==== DATA RECORDS
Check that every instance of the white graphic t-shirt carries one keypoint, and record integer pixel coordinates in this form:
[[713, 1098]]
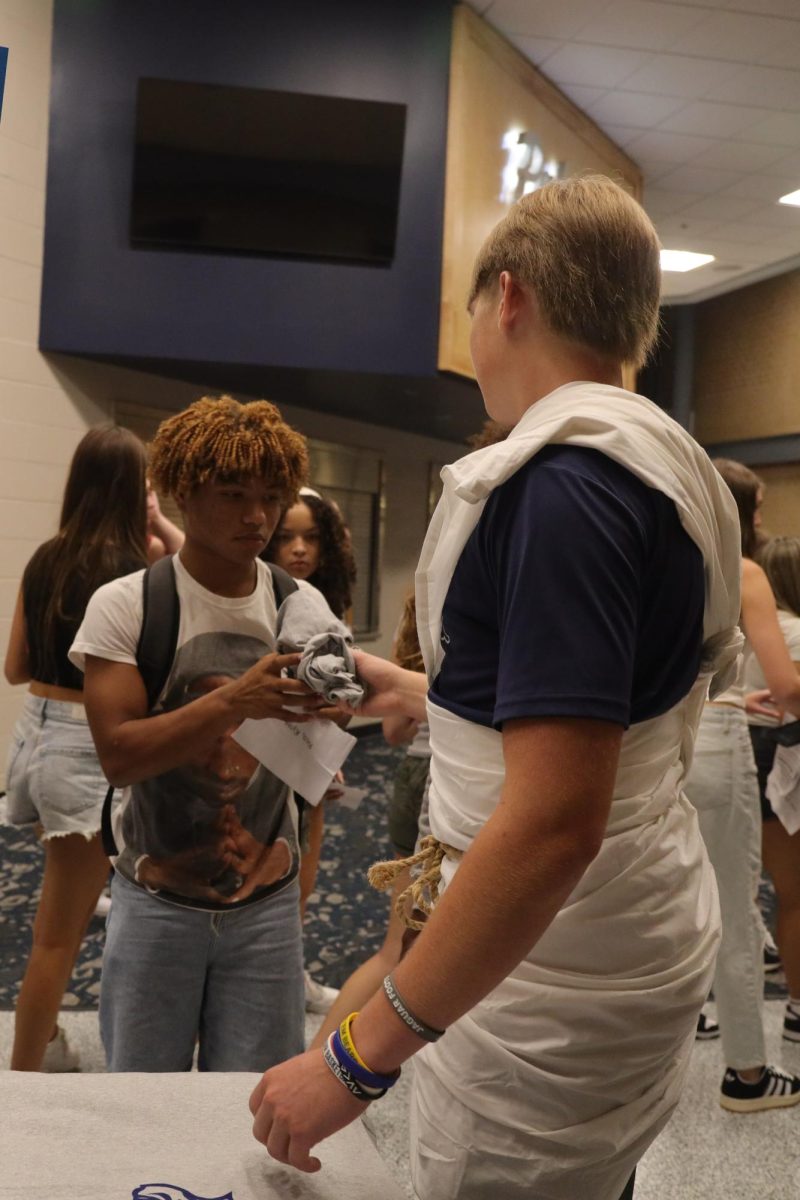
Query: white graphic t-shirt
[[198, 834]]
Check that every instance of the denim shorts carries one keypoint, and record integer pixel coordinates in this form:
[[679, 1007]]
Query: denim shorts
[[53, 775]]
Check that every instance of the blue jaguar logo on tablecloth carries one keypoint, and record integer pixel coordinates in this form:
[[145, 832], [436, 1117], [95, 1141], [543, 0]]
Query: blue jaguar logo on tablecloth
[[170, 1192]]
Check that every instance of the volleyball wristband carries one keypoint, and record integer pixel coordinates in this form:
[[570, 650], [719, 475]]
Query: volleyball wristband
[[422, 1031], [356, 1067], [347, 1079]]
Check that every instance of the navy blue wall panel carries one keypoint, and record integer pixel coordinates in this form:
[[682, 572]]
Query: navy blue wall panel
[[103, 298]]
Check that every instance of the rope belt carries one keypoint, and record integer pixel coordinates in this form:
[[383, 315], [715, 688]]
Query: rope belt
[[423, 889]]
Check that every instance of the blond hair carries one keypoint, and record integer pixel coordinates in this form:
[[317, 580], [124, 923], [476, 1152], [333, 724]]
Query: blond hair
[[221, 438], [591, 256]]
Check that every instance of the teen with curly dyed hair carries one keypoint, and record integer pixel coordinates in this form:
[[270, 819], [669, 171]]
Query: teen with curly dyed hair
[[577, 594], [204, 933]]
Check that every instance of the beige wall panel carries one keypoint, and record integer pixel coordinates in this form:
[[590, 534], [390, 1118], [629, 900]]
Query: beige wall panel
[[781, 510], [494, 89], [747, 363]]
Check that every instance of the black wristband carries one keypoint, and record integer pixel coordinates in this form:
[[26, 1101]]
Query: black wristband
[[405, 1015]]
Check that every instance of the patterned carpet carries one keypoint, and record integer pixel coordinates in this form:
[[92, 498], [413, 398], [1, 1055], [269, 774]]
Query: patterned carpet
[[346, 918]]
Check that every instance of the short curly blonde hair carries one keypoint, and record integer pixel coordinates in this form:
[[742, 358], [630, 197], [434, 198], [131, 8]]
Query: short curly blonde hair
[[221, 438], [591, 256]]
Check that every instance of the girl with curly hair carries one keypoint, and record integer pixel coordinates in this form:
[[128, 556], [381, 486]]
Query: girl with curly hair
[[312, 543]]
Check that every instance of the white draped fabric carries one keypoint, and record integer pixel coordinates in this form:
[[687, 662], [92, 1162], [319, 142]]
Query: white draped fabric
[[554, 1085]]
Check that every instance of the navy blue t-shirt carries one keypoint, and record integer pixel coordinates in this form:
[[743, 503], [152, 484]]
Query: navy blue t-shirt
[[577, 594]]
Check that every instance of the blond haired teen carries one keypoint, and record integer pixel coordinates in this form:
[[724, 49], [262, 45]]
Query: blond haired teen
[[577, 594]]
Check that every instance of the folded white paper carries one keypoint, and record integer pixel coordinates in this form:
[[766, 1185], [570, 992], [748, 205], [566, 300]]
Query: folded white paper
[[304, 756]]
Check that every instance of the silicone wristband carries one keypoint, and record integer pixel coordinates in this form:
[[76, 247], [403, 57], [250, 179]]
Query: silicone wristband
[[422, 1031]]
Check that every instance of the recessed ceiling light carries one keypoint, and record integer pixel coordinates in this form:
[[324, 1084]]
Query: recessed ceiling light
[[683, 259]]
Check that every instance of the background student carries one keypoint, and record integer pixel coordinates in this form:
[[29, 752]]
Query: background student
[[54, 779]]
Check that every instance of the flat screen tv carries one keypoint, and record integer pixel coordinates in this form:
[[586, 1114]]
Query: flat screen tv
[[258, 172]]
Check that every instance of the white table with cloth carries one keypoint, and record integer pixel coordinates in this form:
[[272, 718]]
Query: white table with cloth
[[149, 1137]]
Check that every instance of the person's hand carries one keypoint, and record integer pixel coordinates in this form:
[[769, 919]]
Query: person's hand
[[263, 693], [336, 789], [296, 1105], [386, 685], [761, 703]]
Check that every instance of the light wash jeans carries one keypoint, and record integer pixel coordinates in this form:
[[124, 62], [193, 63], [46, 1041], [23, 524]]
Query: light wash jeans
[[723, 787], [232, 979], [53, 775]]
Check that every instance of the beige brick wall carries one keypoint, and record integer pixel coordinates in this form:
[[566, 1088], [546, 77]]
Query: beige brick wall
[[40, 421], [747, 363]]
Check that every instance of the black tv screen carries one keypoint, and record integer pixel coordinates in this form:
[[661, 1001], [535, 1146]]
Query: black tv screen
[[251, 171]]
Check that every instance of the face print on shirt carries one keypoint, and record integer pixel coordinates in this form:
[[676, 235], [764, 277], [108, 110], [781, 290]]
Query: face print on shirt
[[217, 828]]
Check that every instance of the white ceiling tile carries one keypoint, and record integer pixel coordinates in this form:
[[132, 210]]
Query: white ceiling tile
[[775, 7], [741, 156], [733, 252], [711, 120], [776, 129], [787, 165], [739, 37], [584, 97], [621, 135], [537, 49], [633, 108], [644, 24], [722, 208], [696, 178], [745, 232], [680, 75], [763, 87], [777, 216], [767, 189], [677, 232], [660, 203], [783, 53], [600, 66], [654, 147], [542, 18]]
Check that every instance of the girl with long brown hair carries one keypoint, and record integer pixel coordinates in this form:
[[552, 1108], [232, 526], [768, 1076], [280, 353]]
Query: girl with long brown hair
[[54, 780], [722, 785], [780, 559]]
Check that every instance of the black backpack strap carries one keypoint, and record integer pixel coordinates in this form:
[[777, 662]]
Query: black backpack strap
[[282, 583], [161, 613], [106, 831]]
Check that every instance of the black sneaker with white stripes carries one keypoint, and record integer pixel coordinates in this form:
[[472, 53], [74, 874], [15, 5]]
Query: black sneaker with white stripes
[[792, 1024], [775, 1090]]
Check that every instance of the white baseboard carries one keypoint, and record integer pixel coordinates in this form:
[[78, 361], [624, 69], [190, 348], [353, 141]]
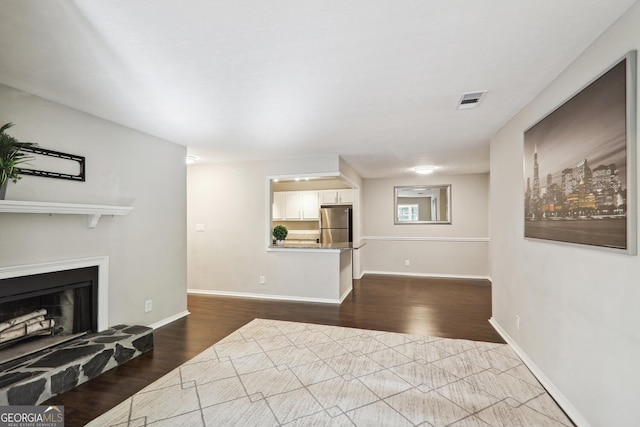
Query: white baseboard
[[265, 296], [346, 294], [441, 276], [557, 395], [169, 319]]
========
_TASK INSTRUCTIONS_
Your task is to restate every record word for word. Omit all pictures.

_TASK SOLUTION_
Check that every instance of the white graphic t-shirt carries one keypoint, and record integer pixel coordinates in this form:
[[713, 1098]]
Query: white graphic t-shirt
[[198, 834]]
Check that every instance of the denim shorts carries one keypoint, and record integer pixel coordinates in this form:
[[679, 1007]]
Query: denim shorts
[[53, 775]]
Check that every instance of the blue jaguar logo on tablecloth carries one keypoint, and record integer pixel coordinates in this form:
[[145, 832], [436, 1117], [95, 1141], [543, 0]]
Query: blue jaguar logo on tablecloth
[[170, 1192]]
Check that every instance of the volleyball wristband carries one keypoint, and record integer pixel coordinates in this form:
[[570, 650], [719, 475]]
Query: volleyball wristband
[[422, 1031], [356, 1067], [347, 1079]]
Check that every instance of the navy blue wall panel carries one keypoint, and record integer pixel coordinates in this form:
[[682, 572]]
Query: navy blue wall panel
[[103, 298]]
Check that every instance of the rope belt carries one keypoint, and record integer pixel coordinates in this form:
[[383, 315], [715, 688]]
Query: rope belt
[[423, 889]]
Check that every instance of the blond hair carries one keypoint, and record integer pixel coordinates in this form:
[[317, 580], [124, 923], [476, 1152], [333, 724]]
Query: blond hair
[[221, 438], [591, 256]]
Check that every instance of the teen with curly dyed hair carries one keypoint, and record integer pixel coordinates in this form:
[[270, 819], [669, 171]]
Query: teen with curly dyed hair
[[577, 594], [204, 933]]
Check that every instance of the beige wall panel carries one keypoint, and record integer pixel coordinates in this form:
[[590, 534], [390, 1118], [629, 900]]
Query: beige wall panel
[[781, 510], [494, 89], [747, 363]]
Check that every instance of the black wristband carries one keypoint, and record integer pixel coordinates in this form:
[[26, 1101]]
Query: black wristband
[[405, 1015]]
Check that every instance of the patterned carpet carries one keypoint, and record integer pixel coordinates in this form:
[[92, 498], [413, 398], [1, 1055], [269, 774]]
Query: patterned carpet
[[346, 918]]
Check that every instance of the short curly blonde hair carries one keypoint, and record integer pixel coordinates in this form:
[[742, 358], [630, 197], [434, 198], [131, 8]]
Query: short curly blonde hair
[[221, 438], [591, 256]]
Check that every instance of the girl with curly hair carries one keypoint, and record integer pixel coordinates in this form:
[[128, 556], [381, 486]]
Query: girl with curly hair
[[312, 543]]
Check that every instance of the white draped fabric carries one keypoint, and record integer pixel coordinates in this form:
[[687, 662], [92, 1162], [319, 142]]
Query: white draped fabric
[[554, 1085]]
Check that every instance of the navy blue t-shirt carries one keypoint, and record integer pixel coordinates in this form:
[[743, 503], [152, 484]]
Query: navy blue t-shirt
[[577, 594]]
Check that every instance of the blond haired teen carries one keypoint, and record integer pixel coordinates in this form:
[[724, 49], [262, 45]]
Query: blond haired teen
[[577, 594]]
Check that every instance of the folded white paper carries one keypoint, and record integer pixel coordinates in this form:
[[766, 1185], [570, 992], [748, 205], [566, 300]]
Query: folded white paper
[[304, 756]]
Check that every instance of the silicone wristband carries one keypoint, and record integer pixel coordinates in this form:
[[76, 247], [403, 57], [250, 179]]
Query: silicone wristband
[[422, 1031]]
Check that every instance of the recessed ceiling light carries one keypoint, and record integer pixel coordinates in this form:
[[324, 1084]]
Query: recessed ceiling light
[[683, 259]]
Check that every instance of the background student carries one keypoint, and record integer pixel coordinates in this form:
[[29, 752]]
Query: background student
[[54, 779]]
Check that every instance of the flat screen tv carries one keypoint, and record integer pixel coordinates in this form:
[[586, 1114]]
Query: flat screen tv
[[258, 172]]
Check that every instance of the white table with cloth carries one keypoint, and record integer pixel coordinates in this form:
[[272, 718]]
Query: white table with cloth
[[149, 1137]]
Check that every instance of the person's hand carries one keypoint, and record integer pixel coordinates in this form:
[[769, 919]]
Query: person's hand
[[263, 693], [336, 789], [296, 1105], [386, 685], [761, 703]]
Check that every instance of the light wash jeans carries one keypoint, and record integer pixel coordinates in this form:
[[124, 62], [193, 63], [46, 1041], [23, 524]]
Query: light wash jeans
[[723, 787], [232, 979], [53, 775]]
Check that every instance of the beige brick wall carries one keypoint, and record integer pixel coordinates in this form:
[[566, 1088], [546, 77]]
Query: beige brick wall
[[40, 421], [747, 363]]
Check that every instance of the black tv screen carries one keypoint, and record integer pixel coordinates in this form:
[[661, 1001], [535, 1146]]
Query: black tv screen
[[251, 171]]
Check that every instance of the face print on shirt carries one keypoint, and record integer pixel coordinates in this form:
[[676, 235], [764, 277], [108, 110], [781, 290]]
Query: face print on shirt
[[217, 828]]
Check that every instance of the white ceiling tile carries one keypoint, and record integer pixel coordinates in this form:
[[132, 210]]
Query: white ceiling tile
[[775, 7], [741, 156], [733, 252], [711, 120], [776, 129], [787, 165], [739, 37], [584, 97], [621, 135], [537, 49], [633, 108], [644, 24], [722, 208], [696, 178], [745, 232], [680, 75], [763, 87], [777, 216], [767, 189], [677, 232], [660, 203], [783, 53], [600, 66], [654, 147], [542, 18]]
Check that every instance of the girl with long brown hair carries one keypoint, and record integer pixel coordinates in this form:
[[552, 1108], [232, 526], [768, 1076], [280, 353]]
Query: girl with long brown hair
[[54, 780], [722, 785], [780, 559]]
Check that every instance of the black backpack strap carries one keypoint, and record integer pixel coordinates in this form:
[[777, 662]]
Query: black backpack strap
[[282, 583], [161, 613], [106, 831]]
Check that every instance of the black sneaker with white stripes carries one keypoint, and record integer pixel coordinates in this form:
[[472, 53], [74, 874], [15, 5]]
Query: black sneaker with white stripes
[[792, 1024], [775, 1090]]
Check that every instance of the white baseboard carries one keypoint, and record integer pixel coordinates in this form:
[[78, 361], [624, 69], [190, 348], [353, 141]]
Query: white baseboard
[[265, 296], [346, 294], [441, 276], [557, 395], [169, 319]]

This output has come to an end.